__Texte de référence__

Arrivé en Suisse le 2 janvier 2014, il a bénéficié d’une autorisation de séjour provisoire pour études (permis B) du 28 janvier 2014 au 29 février 2020, puis une autorisation de séjour avec activité lucrative de courte durée (permis L) en vue d’exercer la fonction de maître-assistant en médecine dentaire auprès de la faculté de médecine de l’université de Genève (ci‑après : UNIGE) valable jusqu’au 28 septembre 2021, puis d’une autorisation de séjour avec activité lucrative imputée sur le contingent (permis B) valable jusqu’au 30 septembre 2024.
b. Le 5 avril 2023, A______ a sollicité la délivrance d’une autorisation d’établissement (permis C).
c. Par décision du 16 février 2024, l’office cantonal de la population et des migrations (ci-après : OCPM) a refusé de lui délivrer une autorisation d’établissement au motif que les conditions de délivrance d’une telle autorisation à titre anticipé, au sens de l’art. 34 al. 5 de la loi fédérale sur les étrangers et l’intégration du 16 décembre 2005 (LEI - RS 142.20), n’étaient pas réalisées.
L’intéressé ne séjournait pas en Suisse de manière ininterrompue depuis cinq ans au bénéfice d’une autorisation de séjour durable, étant relevé qu’il était alors titulaire d’une autorisation de séjour avec activité lucrative, dont le renouvellement était soumis à l’approbation du service de la main-d’œuvre étrangère. Cette autorisation, valable jusqu’au 30 septembre 2024, ne présentait donc pas non plus de caractère durable et était dès lors maintenue en l’état.
B. a. Par acte du 16 mars 2024, A______ a interjeté recours contre cette décision auprès du Tribunal administratif de première instance (ci‑après : TAPI) concluant à ce que l’autorité intimée réévalue sa situation et lui délivre l’autorisation sollicitée.
b. En date du 22 avril 2024, l’UNIGE a déposé auprès de l’OCPM une demande de prolongation de l’autorisation de séjour de A______ avec activité lucrative pour une année supplémentaire, soit du 1er octobre 2024 au 30 septembre 2025, en qualité de maître-assistant auprès de la faculté de médecine.
c. Par jugement du 25 juin 2024, le TAPI a admis partiellement le recours, a annulé la décision du 16 février 2024 et a renvoyé la cause à l’OCPM.
Au jour de sa demande, le 5 avril 2023, le recourant n’avait pas séjourné en Suisse au moins dix ans au titre d’une autorisation de courte durée ou de séjour, de sorte qu’il ne remplissait pas les conditions de l’art. 34 al. 2 LEI. Il n’avait par ailleurs ni allégué ni offert de prouver que des raisons majeures au sens de l’art. 34 al. 3 LEI justifieraient une autorisation d’établissement.
Il pouvait toutefois prétendre à l’octroi d’une autorisation d’établissement à titre anticipé en application de l’art. 34 al. 4 et al. 5 LEI. Il n’était pas contesté qu’il avait bénéficié d’une autorisation de séjour temporaire pour formation (art. 27 LEI) puis d’une autorisation lucrative de courte durée (permis L). Ces sept années de séjour provisoire ne pouvaient en principe pas être prises en compte dans le calcul des cinq ans de séjour ininterrompu requis par l’art. 34 al. 4 LEI.

__Travail demandé__
Recopiez le passage du texte sur la demande de permis C, de « Au jour de sa » jusqu'à « 34 al. 4 LEI. » inclus, en remplaçant « recourant » par « requérant ». Les enregistrements ci-après forment un matériau distinct du texte.

(Enregistrements d'annotation par coordonnées)
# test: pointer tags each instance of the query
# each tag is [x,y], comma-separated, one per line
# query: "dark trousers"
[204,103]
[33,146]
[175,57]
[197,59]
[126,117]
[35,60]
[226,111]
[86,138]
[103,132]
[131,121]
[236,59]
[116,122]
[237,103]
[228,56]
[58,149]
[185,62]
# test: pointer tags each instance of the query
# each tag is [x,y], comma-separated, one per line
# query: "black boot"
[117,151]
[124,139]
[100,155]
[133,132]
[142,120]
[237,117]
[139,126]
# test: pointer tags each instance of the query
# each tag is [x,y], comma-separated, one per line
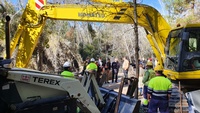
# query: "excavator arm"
[33,20]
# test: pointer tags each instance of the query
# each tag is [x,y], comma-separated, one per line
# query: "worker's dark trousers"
[154,104]
[145,90]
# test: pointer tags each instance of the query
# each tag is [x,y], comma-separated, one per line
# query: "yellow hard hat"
[149,63]
[158,68]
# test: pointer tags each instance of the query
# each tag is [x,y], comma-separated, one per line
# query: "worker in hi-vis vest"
[67,70]
[159,91]
[92,66]
[148,75]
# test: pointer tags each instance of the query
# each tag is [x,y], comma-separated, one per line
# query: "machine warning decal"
[25,78]
[46,81]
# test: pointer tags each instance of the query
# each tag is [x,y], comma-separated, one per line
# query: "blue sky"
[154,3]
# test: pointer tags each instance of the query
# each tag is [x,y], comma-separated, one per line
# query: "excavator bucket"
[126,105]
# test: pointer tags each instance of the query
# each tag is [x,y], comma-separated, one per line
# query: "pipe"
[7,31]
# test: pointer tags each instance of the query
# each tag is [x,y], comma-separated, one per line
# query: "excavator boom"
[33,21]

__Résultat de l'exercice__
Au jour de sa demande, le 5 avril 2023, le requérant n’avait pas séjourné en Suisse au moins dix ans au titre d’une autorisation de courte durée ou de séjour, de sorte qu’il ne remplissait pas les conditions de l’art. 34 al. 2 LEI. Il n’avait par ailleurs ni allégué ni offert de prouver que des raisons majeures au sens de l’art. 34 al. 3 LEI justifieraient une autorisation d’établissement.
Il pouvait toutefois prétendre à l’octroi d’une autorisation d’établissement à titre anticipé en application de l’art. 34 al. 4 et al. 5 LEI. Il n’était pas contesté qu’il avait bénéficié d’une autorisation de séjour temporaire pour formation (art. 27 LEI) puis d’une autorisation lucrative de courte durée (permis L). Ces sept années de séjour provisoire ne pouvaient en principe pas être prises en compte dans le calcul des cinq ans de séjour ininterrompu requis par l’art. 34 al. 4 LEI.